=== Reading passage ===
How I did it: I have saved up $100,000 and am using it toward the downpayment of a house. It took four long years full of hard work and determination, but I did it. I was forced to completely re-learn everything I had known about finances and budgeting. I went about two years without a single dollar spent on vanity (shopping for clothes, make up, shoes, etc.) and would only buy clothes like socks and undergarments when necessary. No fancy haircuts. I had my boyfriend cut my hair. I worked long hours. One day I actually worked twenty-one hours straight. Now I can rest somewhat easy. I'll be able to work a maximum of four days per week now (hopefully even just three days a week) because I plan on renovating the garage of the house I will buy into an apartment to rent out. I'm excited for the next adventure and the next goal I can tackle!

=== Given instruction ===
From the account of saving for a house down payment, extract the passage word for word, starting at "How I did it: I" and ending at "I can tackle!".

=== Coordinate annotation entries ===
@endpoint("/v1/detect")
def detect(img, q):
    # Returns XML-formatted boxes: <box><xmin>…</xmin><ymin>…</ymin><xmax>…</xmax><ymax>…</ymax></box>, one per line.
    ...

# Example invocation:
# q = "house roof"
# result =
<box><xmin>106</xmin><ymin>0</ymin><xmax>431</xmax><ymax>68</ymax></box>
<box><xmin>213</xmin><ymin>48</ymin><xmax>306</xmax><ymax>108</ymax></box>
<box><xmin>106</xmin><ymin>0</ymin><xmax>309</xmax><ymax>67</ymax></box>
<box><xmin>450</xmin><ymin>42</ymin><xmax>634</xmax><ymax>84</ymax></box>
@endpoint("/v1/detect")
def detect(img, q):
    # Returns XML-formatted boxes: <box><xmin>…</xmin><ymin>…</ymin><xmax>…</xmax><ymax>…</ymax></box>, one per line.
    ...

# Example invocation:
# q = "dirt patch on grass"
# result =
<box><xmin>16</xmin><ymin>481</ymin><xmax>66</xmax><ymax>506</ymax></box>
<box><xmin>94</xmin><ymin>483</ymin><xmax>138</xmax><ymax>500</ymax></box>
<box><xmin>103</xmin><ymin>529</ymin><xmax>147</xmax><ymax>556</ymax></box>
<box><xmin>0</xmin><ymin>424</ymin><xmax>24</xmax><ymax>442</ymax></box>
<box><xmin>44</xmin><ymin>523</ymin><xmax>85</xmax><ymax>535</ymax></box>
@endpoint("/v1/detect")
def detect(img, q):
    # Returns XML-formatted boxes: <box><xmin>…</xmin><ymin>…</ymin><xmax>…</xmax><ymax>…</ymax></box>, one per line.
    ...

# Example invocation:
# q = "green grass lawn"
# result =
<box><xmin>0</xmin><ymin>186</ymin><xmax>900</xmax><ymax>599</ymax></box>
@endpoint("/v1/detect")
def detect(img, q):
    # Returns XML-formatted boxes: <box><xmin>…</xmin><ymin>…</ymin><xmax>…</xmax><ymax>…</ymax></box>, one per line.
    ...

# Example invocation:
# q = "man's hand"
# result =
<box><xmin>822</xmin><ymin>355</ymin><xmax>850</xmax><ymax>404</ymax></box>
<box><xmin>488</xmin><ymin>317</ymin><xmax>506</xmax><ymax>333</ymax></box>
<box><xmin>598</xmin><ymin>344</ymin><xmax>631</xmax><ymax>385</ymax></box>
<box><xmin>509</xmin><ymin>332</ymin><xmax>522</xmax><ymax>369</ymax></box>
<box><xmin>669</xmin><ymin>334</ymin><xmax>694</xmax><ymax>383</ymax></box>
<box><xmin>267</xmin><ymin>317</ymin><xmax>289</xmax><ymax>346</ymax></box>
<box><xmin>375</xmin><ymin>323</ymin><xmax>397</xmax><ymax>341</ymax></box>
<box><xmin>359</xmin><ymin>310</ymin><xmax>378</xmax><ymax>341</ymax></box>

=== Output for this exercise ===
How I did it: I have saved up $100,000 and am using it toward the downpayment of a house. It took four long years full of hard work and determination, but I did it. I was forced to completely re-learn everything I had known about finances and budgeting. I went about two years without a single dollar spent on vanity (shopping for clothes, make up, shoes, etc.) and would only buy clothes like socks and undergarments when necessary. No fancy haircuts. I had my boyfriend cut my hair. I worked long hours. One day I actually worked twenty-one hours straight. Now I can rest somewhat easy. I'll be able to work a maximum of four days per week now (hopefully even just three days a week) because I plan on renovating the garage of the house I will buy into an apartment to rent out. I'm excited for the next adventure and the next goal I can tackle!